▶ [The problem]: Copy out all the records, word for word.

(Entries taken from a collection)
+++
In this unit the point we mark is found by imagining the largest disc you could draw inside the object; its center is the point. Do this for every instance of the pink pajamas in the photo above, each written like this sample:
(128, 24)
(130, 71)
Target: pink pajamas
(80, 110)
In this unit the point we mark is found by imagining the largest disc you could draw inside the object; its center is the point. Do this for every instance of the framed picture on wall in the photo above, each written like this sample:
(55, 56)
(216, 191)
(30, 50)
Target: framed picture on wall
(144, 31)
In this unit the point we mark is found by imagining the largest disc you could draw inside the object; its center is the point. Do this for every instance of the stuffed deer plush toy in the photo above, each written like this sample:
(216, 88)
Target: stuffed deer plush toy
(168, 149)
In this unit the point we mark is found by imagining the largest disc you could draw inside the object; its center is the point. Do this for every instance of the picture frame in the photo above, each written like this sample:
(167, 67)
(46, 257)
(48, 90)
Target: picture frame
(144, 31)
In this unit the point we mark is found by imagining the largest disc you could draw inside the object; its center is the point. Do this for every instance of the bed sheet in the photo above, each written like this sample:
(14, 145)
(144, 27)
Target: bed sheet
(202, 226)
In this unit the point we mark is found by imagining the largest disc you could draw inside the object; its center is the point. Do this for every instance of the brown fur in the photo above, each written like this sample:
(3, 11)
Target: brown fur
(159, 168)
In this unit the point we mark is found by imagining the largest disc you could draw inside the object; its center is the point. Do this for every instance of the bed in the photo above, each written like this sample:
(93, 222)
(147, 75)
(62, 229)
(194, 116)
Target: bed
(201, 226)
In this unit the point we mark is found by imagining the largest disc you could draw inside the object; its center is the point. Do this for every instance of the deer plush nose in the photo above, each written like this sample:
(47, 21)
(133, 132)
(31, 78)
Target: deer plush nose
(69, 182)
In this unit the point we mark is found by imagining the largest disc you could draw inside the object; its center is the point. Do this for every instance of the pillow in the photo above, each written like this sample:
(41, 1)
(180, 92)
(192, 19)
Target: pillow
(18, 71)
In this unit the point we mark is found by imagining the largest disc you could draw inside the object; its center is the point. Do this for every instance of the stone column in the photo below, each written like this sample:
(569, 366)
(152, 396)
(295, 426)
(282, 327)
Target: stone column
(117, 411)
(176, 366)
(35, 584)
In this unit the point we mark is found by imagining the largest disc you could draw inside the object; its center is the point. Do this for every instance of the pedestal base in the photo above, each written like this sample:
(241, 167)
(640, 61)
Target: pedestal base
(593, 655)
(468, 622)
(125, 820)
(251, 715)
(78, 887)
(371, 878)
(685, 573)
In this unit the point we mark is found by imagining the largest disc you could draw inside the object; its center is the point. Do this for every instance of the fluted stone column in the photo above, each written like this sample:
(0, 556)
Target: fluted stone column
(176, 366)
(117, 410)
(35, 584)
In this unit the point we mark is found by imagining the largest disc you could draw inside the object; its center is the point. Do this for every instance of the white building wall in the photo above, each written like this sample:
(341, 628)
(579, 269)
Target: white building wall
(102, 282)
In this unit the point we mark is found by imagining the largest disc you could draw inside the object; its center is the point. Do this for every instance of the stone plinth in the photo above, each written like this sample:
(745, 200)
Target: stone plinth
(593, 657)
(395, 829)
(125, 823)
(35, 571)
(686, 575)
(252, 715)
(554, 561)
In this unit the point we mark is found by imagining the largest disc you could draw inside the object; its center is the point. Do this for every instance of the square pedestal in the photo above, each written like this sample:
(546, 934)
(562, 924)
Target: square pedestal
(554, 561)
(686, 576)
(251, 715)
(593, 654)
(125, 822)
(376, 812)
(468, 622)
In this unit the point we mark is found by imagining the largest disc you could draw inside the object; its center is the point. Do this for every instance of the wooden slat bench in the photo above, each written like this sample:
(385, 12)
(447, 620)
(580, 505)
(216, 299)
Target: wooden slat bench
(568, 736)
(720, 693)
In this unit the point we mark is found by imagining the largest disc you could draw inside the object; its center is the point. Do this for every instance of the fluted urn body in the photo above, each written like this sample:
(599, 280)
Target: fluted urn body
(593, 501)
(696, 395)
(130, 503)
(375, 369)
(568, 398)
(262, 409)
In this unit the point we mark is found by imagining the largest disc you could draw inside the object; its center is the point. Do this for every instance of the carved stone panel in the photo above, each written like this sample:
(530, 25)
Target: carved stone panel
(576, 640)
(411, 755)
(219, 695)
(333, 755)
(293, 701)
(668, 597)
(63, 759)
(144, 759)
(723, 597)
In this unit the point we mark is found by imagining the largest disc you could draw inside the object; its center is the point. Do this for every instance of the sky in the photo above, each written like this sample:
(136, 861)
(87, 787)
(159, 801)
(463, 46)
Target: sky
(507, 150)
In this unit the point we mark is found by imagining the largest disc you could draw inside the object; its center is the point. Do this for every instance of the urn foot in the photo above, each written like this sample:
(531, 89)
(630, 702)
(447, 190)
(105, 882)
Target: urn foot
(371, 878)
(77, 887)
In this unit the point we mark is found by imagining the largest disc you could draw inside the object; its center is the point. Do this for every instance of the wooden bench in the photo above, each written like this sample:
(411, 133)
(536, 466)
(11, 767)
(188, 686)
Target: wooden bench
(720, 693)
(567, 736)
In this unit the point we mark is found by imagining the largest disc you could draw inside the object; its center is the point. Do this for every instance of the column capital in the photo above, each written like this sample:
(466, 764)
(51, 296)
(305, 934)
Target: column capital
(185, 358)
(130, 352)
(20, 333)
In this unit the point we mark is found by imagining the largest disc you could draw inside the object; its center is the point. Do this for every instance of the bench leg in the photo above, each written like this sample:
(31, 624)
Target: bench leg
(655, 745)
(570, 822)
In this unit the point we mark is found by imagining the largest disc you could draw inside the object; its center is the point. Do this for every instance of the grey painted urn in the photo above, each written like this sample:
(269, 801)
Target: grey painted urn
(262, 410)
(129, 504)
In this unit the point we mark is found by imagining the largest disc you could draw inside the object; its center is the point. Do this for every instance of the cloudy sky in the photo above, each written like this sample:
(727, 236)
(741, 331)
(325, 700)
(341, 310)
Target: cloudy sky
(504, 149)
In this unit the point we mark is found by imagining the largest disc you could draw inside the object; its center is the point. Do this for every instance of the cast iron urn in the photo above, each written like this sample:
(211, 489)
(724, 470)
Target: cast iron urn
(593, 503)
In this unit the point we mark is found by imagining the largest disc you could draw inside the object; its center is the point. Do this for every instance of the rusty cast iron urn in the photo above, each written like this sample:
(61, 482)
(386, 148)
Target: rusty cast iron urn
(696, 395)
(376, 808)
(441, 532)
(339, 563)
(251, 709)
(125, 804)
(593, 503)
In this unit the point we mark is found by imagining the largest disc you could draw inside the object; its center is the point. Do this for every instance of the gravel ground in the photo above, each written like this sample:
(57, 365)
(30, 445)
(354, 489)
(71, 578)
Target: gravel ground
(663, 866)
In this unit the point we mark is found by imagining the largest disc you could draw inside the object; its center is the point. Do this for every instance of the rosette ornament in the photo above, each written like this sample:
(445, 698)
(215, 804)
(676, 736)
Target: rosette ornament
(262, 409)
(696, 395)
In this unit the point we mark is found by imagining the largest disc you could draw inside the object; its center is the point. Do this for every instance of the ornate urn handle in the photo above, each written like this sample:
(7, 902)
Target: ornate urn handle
+++
▶ [Right answer]:
In this unit the point we mark is found by imagining the largest disc you could draw inside the object; its center is the point. Do this for every instance of the pink pajamas in the photo above, each written like this sample:
(128, 24)
(130, 71)
Target: pink pajamas
(80, 110)
In this unit the point we mark is found by imagining the largest disc you could draw inside the object; its center is the point. Do this for every instance of the framed picture on wall in the photo above, each written like this sample:
(55, 56)
(216, 191)
(30, 50)
Target: framed picture on wall
(144, 31)
In this unit the point we mark is found by imagining the largest disc you could draw inside the object; its center is the point. Do this for every instance of the stuffed deer plush toy in the photo above, each written like this sample:
(216, 88)
Target: stuffed deer plush toy
(168, 149)
In this unit the point we mark is found by imagining the largest disc you could draw inside the object; its center is the point. Do this for every instance of the picture frame in the photo above, each written like this sample:
(167, 67)
(46, 257)
(48, 90)
Target: picture frame
(144, 31)
In this unit the point we mark is found by imagining the largest disc you could draw inside the object; its center is the point. Do this for every instance of the bed sheet in the photo above, each written like this sample:
(14, 145)
(144, 27)
Target: bed sheet
(202, 226)
In this unit the point we mark is found by imagining the largest disc you could draw inside the object; its center is the point. Do this for every instance of the brown fur in the photo above, each written like this sample:
(3, 11)
Target: brown fur
(159, 168)
In this unit the point we mark is found by imagining the largest disc you could draw inside the object; its center is the point. Do this for every instance of the bed in the photo above, each written like this sample:
(93, 222)
(147, 75)
(62, 229)
(194, 116)
Target: bed
(201, 226)
In this unit the point we mark is found by imagining the largest disc you could draw inside the object; its center is the point. Do this for every instance of the deer plush nose in the photo above, each written like this sample:
(47, 21)
(133, 132)
(31, 78)
Target: deer plush nose
(69, 182)
In this unit the point we mark is found by imagining the largest disc you could draw inside the object; its center is the point. Do this for every instance of the pillow in the photo above, each written like this sample:
(41, 1)
(180, 92)
(192, 19)
Target: pillow
(18, 71)
In this unit the point we mark is found by imagining the largest disc you could draw inside the object; its center is the point. Do this for every instance of the stone column in the photo below, each written like this sample:
(569, 366)
(152, 396)
(295, 426)
(282, 327)
Target: stone column
(117, 411)
(176, 366)
(35, 584)
In this unit the point we mark is found by imagining the largest disc you could draw inside the object; its center is the point. Do this for every instance of the pedestal base in the photo above, each written like this sample:
(241, 167)
(640, 61)
Target: pedestal base
(593, 655)
(468, 622)
(125, 820)
(251, 715)
(78, 887)
(371, 878)
(685, 573)
In this unit the point we mark is found by imagining the largest disc you could draw inside the object; its center is the point. Do this for every instance of the fluted stone column in the photo above, each written like this sample:
(0, 556)
Target: fluted stone column
(176, 366)
(117, 410)
(35, 584)
In this unit the point we mark is found by imagining the largest disc you could draw inside the object; its center is the point. Do this for every instance of the white building wall in the photo above, each written like this sample:
(341, 628)
(579, 269)
Target: white building wall
(102, 282)
In this unit the point we mark is found by imagining the largest disc you could draw inside the object; its center is the point. Do this for every instance of the stone plinth in the photo above, each written like this sample:
(745, 200)
Target: stone plinth
(593, 657)
(395, 829)
(125, 823)
(35, 571)
(686, 575)
(252, 715)
(554, 561)
In this unit the point we mark is found by imagining the largest disc you could draw inside the object; its center is the point. Do this for every instance of the square pedestal in the photo above, each written like this sample:
(546, 934)
(562, 924)
Target: square pedestal
(554, 561)
(686, 576)
(251, 715)
(593, 654)
(125, 822)
(376, 812)
(468, 622)
In this unit the point we mark is found by imagining the largest disc you could draw inside the object; its center is the point. Do this for every instance of the wooden slat bench in the photo above, each written like this sample:
(385, 12)
(447, 620)
(580, 505)
(216, 299)
Target: wooden slat bench
(568, 736)
(720, 693)
In this unit the point we mark is found by imagining the largest disc you could draw inside the object; its center is the point. Do this for every instance of the fluted urn body in the photo above, each written like this sample:
(599, 280)
Target: fluted urn body
(593, 501)
(696, 395)
(130, 503)
(375, 369)
(568, 398)
(262, 409)
In this unit the point we mark is found by imagining the largest disc you could draw inside the object; its center is the point. Do this for every instance of the carved stone panel in the photo above, each written like this sample:
(530, 25)
Target: carved stone panel
(576, 640)
(411, 755)
(219, 695)
(333, 755)
(293, 701)
(668, 597)
(63, 759)
(144, 759)
(723, 597)
In this unit the point we mark is found by imagining the largest disc you could draw inside the object; its center is the point. Do this for every instance of the sky in the photo above, each written like this sample:
(136, 861)
(87, 787)
(159, 801)
(463, 46)
Target: sky
(507, 150)
In this unit the point we mark is found by imagining the largest disc you could draw inside the object; its center is the point. Do this for every instance of the urn foot in the photo above, each written like this sample:
(531, 89)
(630, 702)
(447, 190)
(105, 882)
Target: urn foot
(371, 878)
(77, 887)
In this unit the point we mark is found by imagining the largest disc you could draw inside the object; its center is the point. Do this for every instance of the wooden bench in the photo above, each written like this sample:
(411, 133)
(536, 466)
(11, 767)
(188, 686)
Target: wooden bench
(720, 693)
(567, 736)
In this unit the point we mark is found by imagining the largest disc you could draw inside the object; its center is the point. Do this for every instance of the column capital in the photo above, each written like this sample:
(466, 764)
(51, 296)
(305, 934)
Target: column capital
(185, 358)
(130, 352)
(20, 333)
In this unit the point we mark is found by imagining the largest disc you could draw inside the object; its center is the point. Do this for every instance of the bench leg in the photo above, each written like this sample:
(31, 624)
Target: bench leg
(655, 745)
(570, 822)
In this unit the point we mark is found by imagining the largest disc you could draw inside the object; its center is the point. Do this for every instance of the grey painted urn in the photo above, each written like this sample:
(269, 801)
Target: grey painted urn
(262, 410)
(129, 504)
In this unit the point we mark is found by imagining the largest disc you could draw inside the object; its center is the point. Do this for every instance of the cloudy sky in the photo above, each written like this sample:
(727, 236)
(741, 331)
(325, 700)
(341, 310)
Target: cloudy sky
(504, 149)
In this unit the point we mark is found by imagining the largest disc you could draw inside the object; its center is the point. Do this for every instance of the cast iron urn in the photo above, each written like this sample:
(211, 489)
(724, 470)
Target: cast iron urn
(593, 503)
In this unit the point we mark is found by imagining the largest disc you could draw inside the object; its center is the point. Do this for every instance of the rusty cast iron urn in the photo above, each written like this sample:
(61, 482)
(386, 148)
Target: rusty cast iron urn
(696, 395)
(376, 808)
(441, 532)
(339, 563)
(251, 709)
(125, 804)
(593, 503)
In this unit the point we mark is found by imagining the largest disc you could draw inside the object; its center is the point. Do this for every instance of the gravel ground in the photo above, each written like this sample:
(57, 365)
(30, 445)
(354, 489)
(71, 578)
Target: gravel ground
(663, 866)
In this unit the point we mark is found by imagining the largest disc you could draw inside the object; its center is the point. Do this for every instance of the rosette ornament in the photo above, each written like this sample:
(445, 698)
(215, 804)
(676, 736)
Target: rosette ornament
(262, 409)
(696, 395)
In this unit the point we mark is found by imagining the largest disc you could draw inside the object; its center is the point. Do this for every instance of the ornate urn handle in the photo above, each written like this sample:
(7, 902)
Target: ornate urn handle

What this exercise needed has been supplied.